Exercise instructions - Across all the entries, tally the lines holding the word "beige", and give the number by itself.

[Point localization data]
-*-*-

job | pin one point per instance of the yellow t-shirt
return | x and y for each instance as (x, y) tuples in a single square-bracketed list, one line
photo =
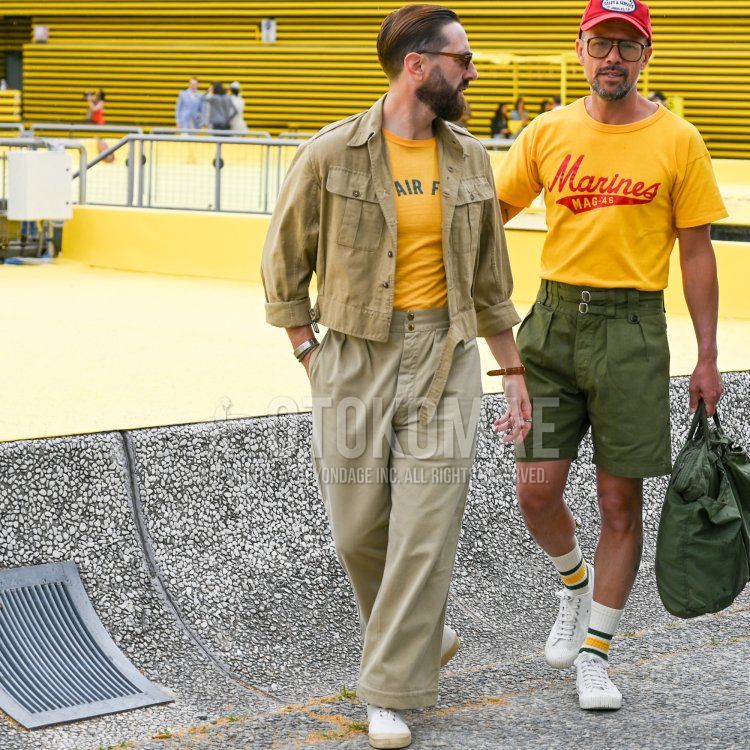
[(420, 272), (615, 195)]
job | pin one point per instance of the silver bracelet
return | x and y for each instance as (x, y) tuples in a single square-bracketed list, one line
[(306, 346)]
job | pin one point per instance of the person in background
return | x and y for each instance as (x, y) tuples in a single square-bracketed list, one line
[(220, 107), (546, 106), (189, 111), (499, 122), (95, 116), (519, 112), (237, 123), (95, 100)]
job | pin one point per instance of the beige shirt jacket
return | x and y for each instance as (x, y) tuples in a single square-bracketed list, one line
[(336, 216)]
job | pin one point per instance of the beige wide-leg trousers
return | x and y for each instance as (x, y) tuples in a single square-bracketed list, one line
[(395, 490)]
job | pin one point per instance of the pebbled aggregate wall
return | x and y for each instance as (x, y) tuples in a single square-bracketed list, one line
[(240, 541)]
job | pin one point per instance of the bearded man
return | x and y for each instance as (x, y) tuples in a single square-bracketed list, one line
[(394, 209)]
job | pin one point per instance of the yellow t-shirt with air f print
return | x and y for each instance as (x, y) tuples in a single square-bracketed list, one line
[(420, 282)]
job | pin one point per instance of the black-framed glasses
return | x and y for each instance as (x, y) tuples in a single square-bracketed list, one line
[(599, 47), (464, 57)]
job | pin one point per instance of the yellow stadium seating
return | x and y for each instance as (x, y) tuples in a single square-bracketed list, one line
[(324, 66)]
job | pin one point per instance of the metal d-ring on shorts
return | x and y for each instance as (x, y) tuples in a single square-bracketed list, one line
[(598, 358)]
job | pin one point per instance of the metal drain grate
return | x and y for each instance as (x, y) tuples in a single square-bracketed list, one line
[(57, 661)]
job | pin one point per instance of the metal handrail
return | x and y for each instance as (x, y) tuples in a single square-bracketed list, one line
[(83, 127), (297, 134), (35, 142), (209, 131), (104, 154), (136, 159)]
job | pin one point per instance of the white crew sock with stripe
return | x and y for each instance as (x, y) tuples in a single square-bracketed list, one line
[(573, 570), (602, 626)]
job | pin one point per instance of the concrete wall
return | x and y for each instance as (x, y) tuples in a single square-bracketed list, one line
[(207, 555)]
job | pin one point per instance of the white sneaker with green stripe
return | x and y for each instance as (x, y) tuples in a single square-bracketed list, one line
[(569, 631), (595, 690)]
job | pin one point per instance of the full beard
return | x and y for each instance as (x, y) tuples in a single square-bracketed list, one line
[(447, 103), (619, 93)]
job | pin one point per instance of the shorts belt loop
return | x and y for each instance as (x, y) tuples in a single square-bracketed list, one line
[(547, 293), (634, 316)]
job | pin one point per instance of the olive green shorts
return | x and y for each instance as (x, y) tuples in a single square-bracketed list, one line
[(598, 358)]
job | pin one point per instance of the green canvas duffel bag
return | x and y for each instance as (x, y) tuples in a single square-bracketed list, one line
[(703, 546)]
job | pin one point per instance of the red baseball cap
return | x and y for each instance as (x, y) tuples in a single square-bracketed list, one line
[(633, 12)]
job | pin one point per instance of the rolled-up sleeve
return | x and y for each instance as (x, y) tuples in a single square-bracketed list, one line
[(493, 283), (291, 247)]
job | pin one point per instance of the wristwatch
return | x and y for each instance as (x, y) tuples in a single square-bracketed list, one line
[(520, 370), (306, 346)]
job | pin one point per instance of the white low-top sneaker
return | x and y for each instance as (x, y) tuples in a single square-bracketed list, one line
[(595, 689), (570, 628), (387, 728), (451, 644)]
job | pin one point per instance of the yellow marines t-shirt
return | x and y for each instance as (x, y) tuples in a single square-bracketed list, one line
[(420, 272), (615, 195)]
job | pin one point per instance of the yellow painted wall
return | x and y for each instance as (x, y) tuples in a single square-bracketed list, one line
[(221, 245), (229, 246), (324, 66)]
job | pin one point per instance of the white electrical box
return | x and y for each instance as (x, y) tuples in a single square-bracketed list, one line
[(39, 185)]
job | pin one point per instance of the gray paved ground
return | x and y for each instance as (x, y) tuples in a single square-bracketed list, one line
[(685, 685), (207, 545)]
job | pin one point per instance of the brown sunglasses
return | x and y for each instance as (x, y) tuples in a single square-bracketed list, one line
[(464, 57)]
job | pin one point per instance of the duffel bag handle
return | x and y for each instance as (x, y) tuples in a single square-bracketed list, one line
[(700, 419)]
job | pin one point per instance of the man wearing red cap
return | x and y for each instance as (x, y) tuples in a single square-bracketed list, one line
[(623, 177)]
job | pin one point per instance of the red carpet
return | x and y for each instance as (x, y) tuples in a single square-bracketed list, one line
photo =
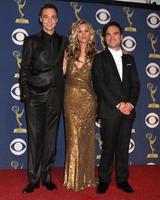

-*-*-

Your solution - 2